PASSAGE SHOWN
Food and Drink

Hot chocolate and cold oysters: Inside the big, sexy lie of edible aphrodisiacs

Sex sells. And nothing speaks to the sheer success of this advertising mantra quite like oysters. Because despite resembling wet loogies, these slippery, salty molluscs are considered the food du jour for a romantic night out. In fact, we’re so convinced that they’re vital tools of seduction that sales of oysters soar in the UK around Valentine’s Day. But that’s what the day has come to revolve around, along with chocolates, champagne, caviar and truffles. All are claimed to send us into a sexual stupor.

But just how lusty do these foods actually make us? Does science back up their titillating claims? It turns out: not really. Chocolate has the longest-running association with sex among the aforementioned Valentine’s staples, and is believed to have been an aphrodisiac among the Aztecs. Rumour had it that Aztec ruler Moctezuma consumed up to 50 mugs of the stuff a day – although historians believe this to be something of an over-exaggeration. Surely the only thing to be achieved from drinking that much chocolate is a Guinness World Record for time spent on the toilet. Still, there’s no doubt that our ancestors believed strongly in the erotic power of chocolate.

Food historian Samantha Bilton tells me that chocolate was primarily consumed back then as a holistic health drink – something “very bitter, [and] almost medicinal”, she says – rather than something to get you in the mood for love. It wasn’t until the 19th century that chocolate started being produced in a solid form, with the invention of milk chocolate arriving only in 1879.

“There are some studies that point to certain compounds in chocolate producing an aphrodisiac effect,” she says. But even then, these compounds don’t directly result in horniness – rather, they’re linked to chemicals that result in feelings of happiness, love and sexual desire. These are also found in such small concentrations in chocolate that they’re unlikely to have much, if any, aphrodisiac effect at all.

WHAT THE TASK REQUIRES
Can you translate this sentence from the article on edible aphrodisiacs into Spanish: "It wasn’t until the 19th century that chocolate started being produced in a solid form, with the invention of milk chocolate arriving only in 1879." The entries have nothing to do with the article on edible aphrodisiacs.

DATA SECTION
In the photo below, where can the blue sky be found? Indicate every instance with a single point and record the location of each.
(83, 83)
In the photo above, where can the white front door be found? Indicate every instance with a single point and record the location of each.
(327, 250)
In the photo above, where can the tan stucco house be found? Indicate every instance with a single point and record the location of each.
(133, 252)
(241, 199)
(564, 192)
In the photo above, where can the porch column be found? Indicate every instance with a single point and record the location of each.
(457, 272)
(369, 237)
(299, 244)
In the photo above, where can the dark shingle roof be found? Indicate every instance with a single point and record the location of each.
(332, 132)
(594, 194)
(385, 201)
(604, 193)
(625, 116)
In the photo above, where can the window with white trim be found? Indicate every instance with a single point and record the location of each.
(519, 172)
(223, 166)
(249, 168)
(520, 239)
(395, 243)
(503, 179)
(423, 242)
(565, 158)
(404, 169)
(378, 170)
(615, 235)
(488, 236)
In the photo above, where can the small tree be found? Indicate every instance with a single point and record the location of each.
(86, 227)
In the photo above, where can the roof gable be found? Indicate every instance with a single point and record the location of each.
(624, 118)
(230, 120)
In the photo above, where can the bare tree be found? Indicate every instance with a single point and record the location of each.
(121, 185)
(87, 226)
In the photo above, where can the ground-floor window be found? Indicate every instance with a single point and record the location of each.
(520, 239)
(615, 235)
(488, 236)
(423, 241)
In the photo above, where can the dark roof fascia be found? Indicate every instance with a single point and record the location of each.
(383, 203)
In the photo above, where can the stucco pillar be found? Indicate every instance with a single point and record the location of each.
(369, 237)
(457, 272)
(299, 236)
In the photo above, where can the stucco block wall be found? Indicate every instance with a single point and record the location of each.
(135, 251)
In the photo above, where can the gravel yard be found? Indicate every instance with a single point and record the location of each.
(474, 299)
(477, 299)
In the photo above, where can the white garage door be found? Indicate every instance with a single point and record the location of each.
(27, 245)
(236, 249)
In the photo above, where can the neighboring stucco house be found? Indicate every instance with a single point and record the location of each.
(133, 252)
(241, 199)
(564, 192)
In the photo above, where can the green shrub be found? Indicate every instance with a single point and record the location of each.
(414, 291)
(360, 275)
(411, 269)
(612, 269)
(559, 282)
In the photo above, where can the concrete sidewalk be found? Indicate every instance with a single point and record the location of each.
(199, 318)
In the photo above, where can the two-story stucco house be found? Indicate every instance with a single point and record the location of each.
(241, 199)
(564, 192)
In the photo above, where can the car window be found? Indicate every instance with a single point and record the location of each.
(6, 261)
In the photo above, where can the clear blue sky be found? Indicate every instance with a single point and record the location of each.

WORKED SOLUTION
No fue hasta el siglo XIX cuando el chocolate empezó a producirse en forma sólida, y la invención del chocolate con leche no llegó sino hasta 1879.